> WHAT IS BEING ASKED
Could you transcribe every line of the listing below word for word, leaving the pictures out of your copy?

> INPUT MATERIAL
○ ○ ○ ○ ○ ○ ○

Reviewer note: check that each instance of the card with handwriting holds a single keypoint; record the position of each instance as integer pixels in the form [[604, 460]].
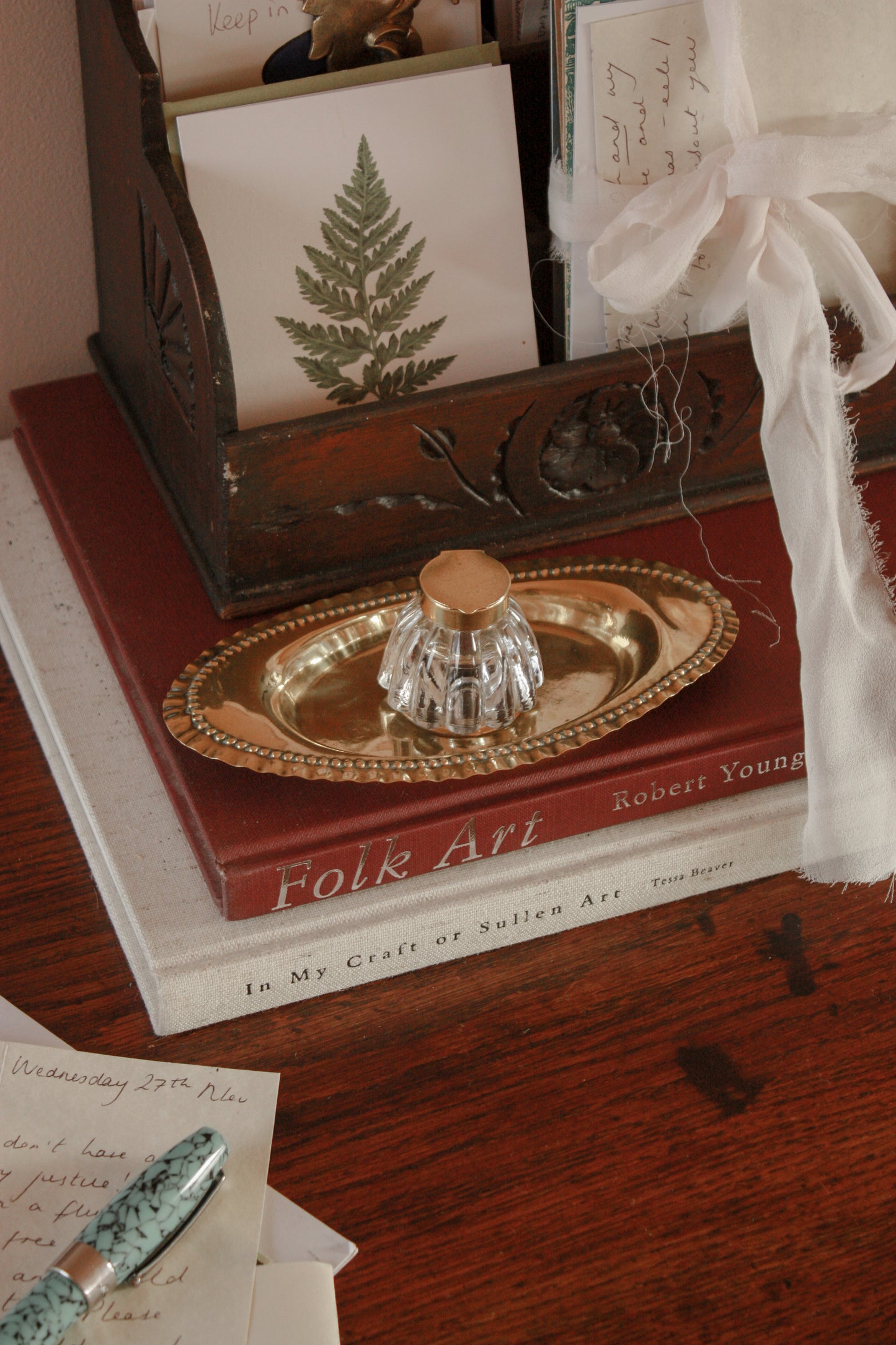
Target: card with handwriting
[[76, 1129], [657, 110], [220, 46]]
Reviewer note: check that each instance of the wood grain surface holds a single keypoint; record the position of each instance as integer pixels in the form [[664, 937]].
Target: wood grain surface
[[673, 1126]]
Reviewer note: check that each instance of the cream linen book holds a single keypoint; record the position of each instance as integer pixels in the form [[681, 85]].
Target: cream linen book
[[191, 966]]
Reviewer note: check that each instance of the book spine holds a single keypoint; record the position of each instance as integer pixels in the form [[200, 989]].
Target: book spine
[[572, 809], [508, 911]]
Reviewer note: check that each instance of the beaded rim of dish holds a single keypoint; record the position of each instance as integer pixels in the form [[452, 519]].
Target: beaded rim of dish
[[182, 708]]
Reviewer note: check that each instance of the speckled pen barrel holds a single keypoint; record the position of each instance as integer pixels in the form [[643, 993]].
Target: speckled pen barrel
[[124, 1238]]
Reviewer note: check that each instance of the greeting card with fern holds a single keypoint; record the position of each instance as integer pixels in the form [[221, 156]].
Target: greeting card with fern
[[365, 277], [368, 243]]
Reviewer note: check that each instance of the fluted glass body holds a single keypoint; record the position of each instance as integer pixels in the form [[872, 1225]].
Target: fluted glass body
[[461, 682]]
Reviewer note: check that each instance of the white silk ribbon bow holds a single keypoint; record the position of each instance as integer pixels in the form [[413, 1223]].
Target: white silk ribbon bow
[[758, 191]]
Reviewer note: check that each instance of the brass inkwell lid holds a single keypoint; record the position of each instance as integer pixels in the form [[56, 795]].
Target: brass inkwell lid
[[299, 694]]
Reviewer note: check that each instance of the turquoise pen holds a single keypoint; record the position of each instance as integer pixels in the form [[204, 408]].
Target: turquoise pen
[[123, 1242]]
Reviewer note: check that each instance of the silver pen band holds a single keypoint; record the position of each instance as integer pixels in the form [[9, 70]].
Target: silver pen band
[[85, 1267]]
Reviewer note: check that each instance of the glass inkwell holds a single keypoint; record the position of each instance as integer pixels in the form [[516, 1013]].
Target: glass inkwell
[[461, 659]]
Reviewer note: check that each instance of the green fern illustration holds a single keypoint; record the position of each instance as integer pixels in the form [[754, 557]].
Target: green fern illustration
[[363, 241]]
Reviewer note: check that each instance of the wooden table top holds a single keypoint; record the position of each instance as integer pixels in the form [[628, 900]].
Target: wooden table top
[[677, 1125]]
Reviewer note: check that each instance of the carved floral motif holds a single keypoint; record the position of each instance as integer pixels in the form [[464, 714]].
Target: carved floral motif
[[166, 323], [601, 442]]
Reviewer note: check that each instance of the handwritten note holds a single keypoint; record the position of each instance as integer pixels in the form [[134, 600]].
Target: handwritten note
[[657, 110], [76, 1129], [214, 46]]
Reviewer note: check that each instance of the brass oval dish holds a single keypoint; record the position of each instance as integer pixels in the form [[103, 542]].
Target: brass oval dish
[[299, 695]]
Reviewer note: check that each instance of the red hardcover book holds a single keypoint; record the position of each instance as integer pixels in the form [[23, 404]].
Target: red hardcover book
[[265, 842]]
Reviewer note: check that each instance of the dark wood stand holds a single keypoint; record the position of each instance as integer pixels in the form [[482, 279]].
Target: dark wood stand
[[305, 507], [673, 1126]]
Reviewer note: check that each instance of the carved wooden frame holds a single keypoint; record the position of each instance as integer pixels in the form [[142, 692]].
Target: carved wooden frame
[[307, 507]]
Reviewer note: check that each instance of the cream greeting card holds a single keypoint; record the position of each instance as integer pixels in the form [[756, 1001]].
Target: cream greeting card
[[76, 1127], [652, 108], [367, 243]]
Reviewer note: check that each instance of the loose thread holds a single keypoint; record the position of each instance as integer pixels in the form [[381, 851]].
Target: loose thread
[[681, 435]]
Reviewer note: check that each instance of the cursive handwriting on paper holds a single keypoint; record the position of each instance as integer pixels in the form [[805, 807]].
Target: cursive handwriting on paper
[[76, 1129], [657, 109]]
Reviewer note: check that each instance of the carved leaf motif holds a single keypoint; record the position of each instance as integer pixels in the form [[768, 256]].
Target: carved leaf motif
[[166, 323], [436, 444]]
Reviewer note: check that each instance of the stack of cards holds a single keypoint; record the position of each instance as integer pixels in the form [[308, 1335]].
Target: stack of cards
[[367, 243]]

○ ○ ○ ○ ○ ○ ○

> EXERCISE ANSWER
Reviewer note: check that each instance of the card with handwriting holds a single keypoint; record the position of each instance as integer pixels in the form [[604, 460]].
Target: card with handwriting
[[76, 1129], [657, 110], [220, 46]]
Reviewer note: check that each instance of the wood grain surface holds a single keypoint; record the position of each instance as integer pixels in the form [[664, 937]].
Target: wood grain surface
[[673, 1126]]
Reviewer note: check that each instance of the cream linen book holds a single keypoint; record the position of each instance as integer pixels in the form [[681, 85]].
Target: cream linen book
[[191, 966]]
Reviewer note: check that each instance of the book spine holds a single keypoint; record the position of each instance as integer pixels in the form [[200, 989]].
Target: book spine
[[572, 809], [508, 911]]
Reviewer note: check that each instance of the beaded rim of dish holds a single keypoint; record the position of each instance as integer pixels in the form [[452, 519]].
Target: beaded rim of dish
[[182, 708]]
Reviewer note: check that each instance of the speckled pen barrel holds a single keypoint; record the position of each instance as integer pixels in the form [[643, 993]].
Target: speckled pen barrel
[[124, 1238]]
Reviewer note: check that each instance of the greeting card with fern holds a single keypoint; record the position of each instance as integer pixels in the form [[221, 156]].
Target: greeting card with fern
[[365, 277], [368, 243]]
Reviewer note: check that each instance of the fluted glass body holds a single keypoint; record the position of each instance as integer pixels in the form [[872, 1225]].
Target: fluted glass body
[[461, 682]]
Reviewer note: check that each instance of the white silk ribbon bow holds a single keypoint; record the position of each instance as integer pixels in the form [[413, 1223]].
Target: white silk ribbon bow
[[758, 191]]
Reviewer note: check that each instance of the brass inkwell lid holds a single keypoint; record the position of each instance as integer pixels in the form [[56, 795]].
Target: brass inkwell lid
[[299, 694]]
Reviewer note: check that each instance of the turquoise pen holds a single keypoint; record the position of each instance as integer pixels in the form [[204, 408]].
Target: turquoise pen
[[123, 1242]]
Reviewer note: check that each instance of the silver pen band holds a single keypoint; record the position of each instance as integer pixels in the form [[9, 70]].
Target: silver pen band
[[85, 1267]]
Reviewer note: check that each instance of the glass inkwell holds a single keypoint; record the position of each instance as integer pixels in the form [[516, 1013]].
Target: glass inkwell
[[461, 659]]
Reviewer note: check that each instance of the green fern illustration holds a single keypoint; record the position of each instance as integer pixels in the form [[754, 557]].
Target: green fern illustration
[[363, 241]]
Reviewer note: check that each instance of the wooden table top holds a single keypoint; record the position of each instance as integer pixels in the form [[628, 900]].
Target: wooden table top
[[677, 1125]]
Reviewer note: check that each instance of the carved floral motif holds a single keypoint; record the position of each instance as integer pixels in the form [[464, 714]].
Target: carved floral motif
[[166, 323], [601, 442]]
Reviewer note: check that each instance of the handwritten note holds a single keypoint; record the position of each instance as integer pixels in the form [[134, 600]].
Target: handwritten note
[[657, 110], [76, 1129], [214, 46]]
Reviewer note: check that each instance of the brass oval dish holds a single keypoint; record the position of each instance as integer pixels in the form [[103, 542]].
Target: brass oval dish
[[299, 695]]
Reviewer note: check that each instance of the red hardcover book holds a single keypoint; record the position of each instance as integer pixels in the form [[23, 404]].
Target: red hardcover book
[[265, 842]]
Reviewer note: check that each instance of the dark wood stand holds a single keypoint; record the position of each instance as integer pixels in the form [[482, 279]].
Target: dark wood stand
[[305, 507], [673, 1126]]
Reviewer note: check that each instance of the carved wooden frame holds a single keypoint; record the position of each instance as integer pixels in the form [[142, 692]].
Target: carved wooden frame
[[307, 507]]
Reviewer note: check that each instance of the cream greeting card holds a single keypoint; record the position of each instance as integer pixels in the form [[756, 1001]].
Target: cream greeting card
[[76, 1127], [652, 108], [367, 243]]
Reviewer note: check that each instance of the loose thread holds a single keypoint; record the position of each instance as integer pixels in the form [[381, 851]].
Target: loose thread
[[681, 435]]
Reviewer note: check that each instance of the cursive handwriting on paper holds a single keypoint; record the position of each instance as integer pixels in the form [[805, 807]].
Target: cursive handwriting on paper
[[76, 1129], [657, 109]]
Reviewer note: check that each instance of the carved leaf motif holds a single keypoint; record the position of each instance as integer pixels in the form [[768, 256]].
Target: carved leaf motif
[[166, 323], [436, 444]]
Reviewer note: check that each instance of the stack of cards holds a single keypoint; record the position of each instance as integer pixels in the form [[308, 1335]].
Target: stack of cards
[[367, 243]]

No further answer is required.